§ REQUIREMENTS:
• 1. In the Watusi euro mount thread, what will the head macerate in for about a month?
• 2. Extend the Watusi euro mount thread past its last post.

§ SELECTED EXTRACT:
** START **
# Watusi euro mount before and after pics. Braggin on my wife. September Update



## sea trout (Mar 6, 2021)

Hope y'all are doin good and ready for spring!!
My wife likes doin all our euro mounts, It's like a hobby for her.
So the neighbors Watusi cow died the other day and they want my wife to euro mount it.
I already know it's gonna turn out awesome so I wanted to take pics along the way and share. The whole process will take a couple months.
So here's the start.
Yesterday the neighbor brings head to us.


This marnin we cleaned her up.




Now she'll macerate in this jon boat for a month ish depending on weather and temps.


Then she'll get pressure washed, then washed with dawn a halfish dozen times over then peroxided and stuff. But I'll take more pics as and share untill we get to the finished product in a couple ish months.


----------



## bear claw (Mar 6, 2021)

Very cool. Cant wait to see the finished product.


----------



## bluemarlin (Mar 6, 2021)

I'd die too if I had to carry all that weight off the side of my head.

But I'd pay to have that mount hanging off the outside wall of my cabin... Quite the specimen you got right there!


----------



## wvdawg (Mar 6, 2021)

Big old set of horns!  Looking forward to progress.


----------



## walkinboss01 (Mar 7, 2021)

Looking forward to seeing the finished product.


----------



## Mexican Squealer (Mar 7, 2021)

That’s so cool...are the horns full of meat or are they hollow? Is there a certain process to preserve horns vs antler? Man that’s gonna look great!


----------



## sea trout (Mar 7, 2021)

Mexican Squealer said:


> That’s so cool...are the horns full of meat or are they hollow? Is there a certain process to preserve horns vs antler? Man that’s gonna look great!


Yes it's a little different than deer. The horns are around live bone, a continuation of bone from the skull. Now the bone is dead so it has to cure just as the skull. In a couple ish weeks of maceration the horns will release connection with the bone and we will sluff them off and take care them seperately I'll do my best to take pics of each stage my wife does and post a pic!


----------



## fishfryer (Mar 7, 2021)

Boy those would make huge powderhorns. You could hunt a long time using them,just hope they didn't catch a stray spark. You'd go in orbit and obit.


----------



## antharper (Mar 9, 2021)

Wow , that thing is gonna be cool !


----------



## Para Bellum (Mar 9, 2021)

Cool!  Watusi are an African species right?


----------



## Triple C (Mar 9, 2021)

Following along.  Great thread!


----------



## sea trout (Mar 9, 2021)

Metro Trout said:


> Cool!  Watusi are an African species right?


Yes


----------



## NCHillbilly (Mar 9, 2021)

That's gonna be cool. There's a guy a few miles up the road from me who has some of those watusis, along with a couple of camels. They're some funky looking cattle, for sure.


----------



## mrs. hornet22 (Mar 11, 2021)

This is gonna be good! Thanks for sharing!


----------



## Evergreen (Mar 11, 2021)

It's going to look awesome


----------



## stonecreek (Mar 11, 2021)

I have done a pair of longhorn mounts for folks. A key was working the horns down with half a dozen different grits of sandpaper to get down to original color then oiling them up for that shine. It took a solid 3 days of sanding to get them right.
** END **
§ GIVEN INFORMATION:
** START **
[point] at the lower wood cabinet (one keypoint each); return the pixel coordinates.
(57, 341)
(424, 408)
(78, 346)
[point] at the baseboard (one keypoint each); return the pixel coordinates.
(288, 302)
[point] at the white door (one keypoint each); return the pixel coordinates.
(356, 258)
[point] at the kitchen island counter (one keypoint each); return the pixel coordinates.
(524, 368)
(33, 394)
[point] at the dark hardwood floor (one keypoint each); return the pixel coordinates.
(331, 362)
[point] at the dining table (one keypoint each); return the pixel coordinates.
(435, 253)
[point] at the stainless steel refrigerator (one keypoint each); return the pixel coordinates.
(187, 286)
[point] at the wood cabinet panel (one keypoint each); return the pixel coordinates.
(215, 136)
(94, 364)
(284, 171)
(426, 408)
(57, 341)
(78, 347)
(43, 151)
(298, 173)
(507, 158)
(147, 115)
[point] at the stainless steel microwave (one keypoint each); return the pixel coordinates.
** END **
** START **
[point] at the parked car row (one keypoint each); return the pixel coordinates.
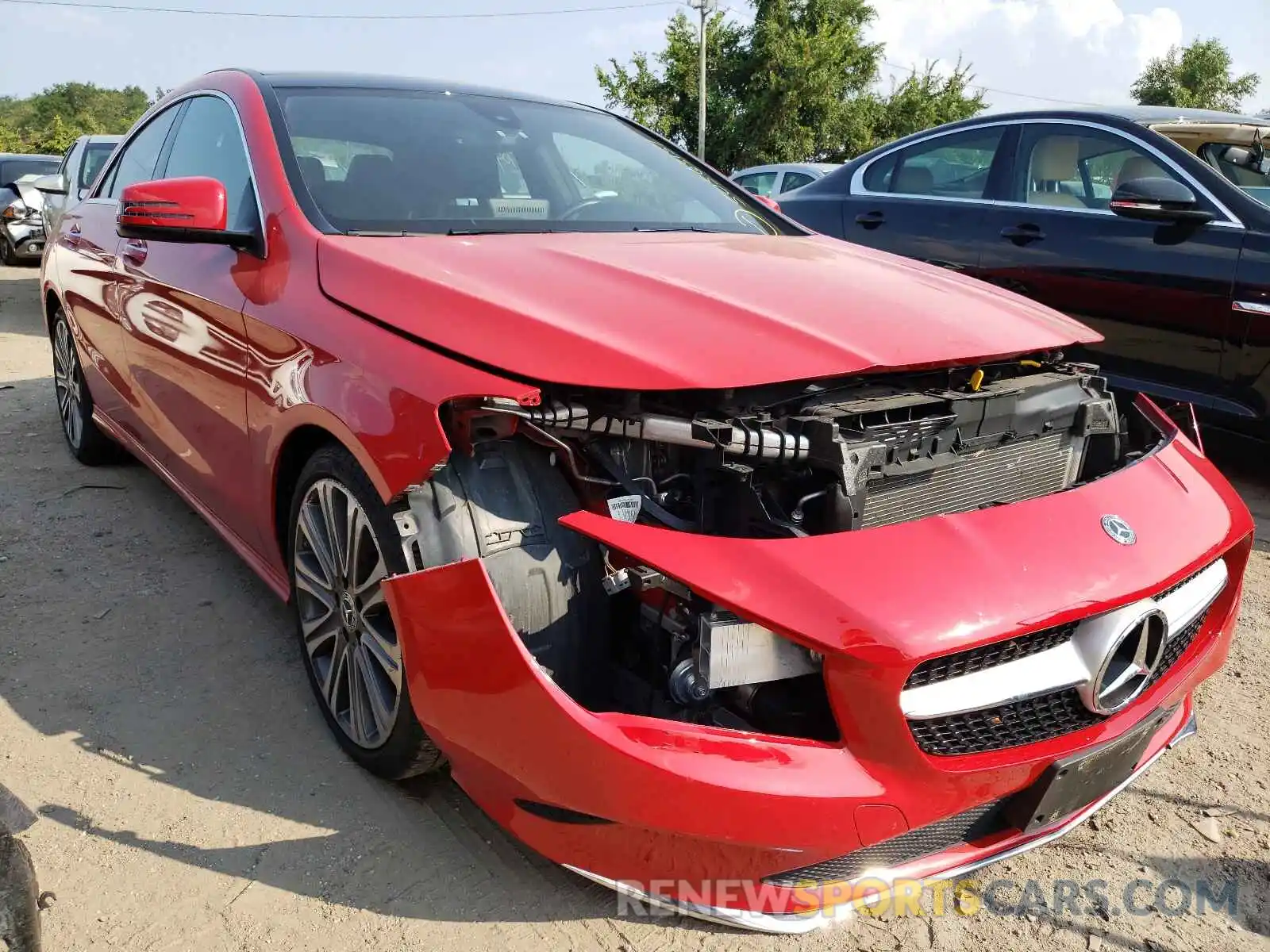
** END **
§ RESULTS OF THE EXERCISE:
• 1. A jon boat.

• 2.
----------



## Evergreen (Mar 11, 2021)

I grew up with Angus and limousin cattle and never messed with anything with horns so purely curious, how heavy was that head, and/or how heavy will the mount be?


----------



## Mr Bya Lungshot (Mar 11, 2021)

That thing is a nice one I guess
I’da shot it too.
Impressive


----------



## Mr Bya Lungshot (Mar 11, 2021)

Love the jonboat for a tub BIG ENOUGH.


----------



## GeorgiaGlockMan (Mar 11, 2021)

Nice.

I like it so far.

I'd hate to chase my pit bull with that in his mouth running that around the yard.

He was convinced this pig head was his till I reclaimed it.


----------



## sea trout (Mar 12, 2021)

Evergreen said:


> I grew up with Angus and limousin cattle and never messed with anything with horns so purely curious, how heavy was that head, and/or how heavy will the mount be?


Don't know the weight of head before we fleshed it out but I can weigh it when is done and I'll post it.


----------



## sea trout (Mar 12, 2021)

GeorgiaGlockMan said:


> Nice.
> 
> I like it so far.
> 
> ...



I remember seeing your hog skull in another thread last year or so. I love that! I got a big boar at the end of deer season and kept his head, I may end up kinda tryin to copy your camo job on yours. That looks so cool!
Yeah our little area we use was our garden that we fenced off cause rabbits would eat all the vegetables at night. So far it's worked for skulls keeping our dogs out, coyotes out,  and the neighbors dogs out. I hope it keeps working.


----------



## GeorgiaGlockMan (Mar 12, 2021)

sea trout said:


> I remember seeing your hog skull in another thread last year or so. I love that! I got a big boar at the end of deer season and kept his head, I may end up kinda tryin to copy your camo job on yours. That looks so cool!
> Yeah our little area we use was our garden that we fenced off cause rabbits would eat all the vegetables at night. So far it's worked for skulls keeping our dogs out, coyotes out,  and the neighbors dogs out. I hope it keeps working.


That was my concern for you.  I'd hate to see something chew up that beautiful cattle skull.  

Had some squirrels (or maybe a rat) chew up a buck's antlers that i had stewing in the dirt.  It sent me on a killing spree.

Tell your wife to keep up the good work.


----------



## sea trout (Sep 22, 2021)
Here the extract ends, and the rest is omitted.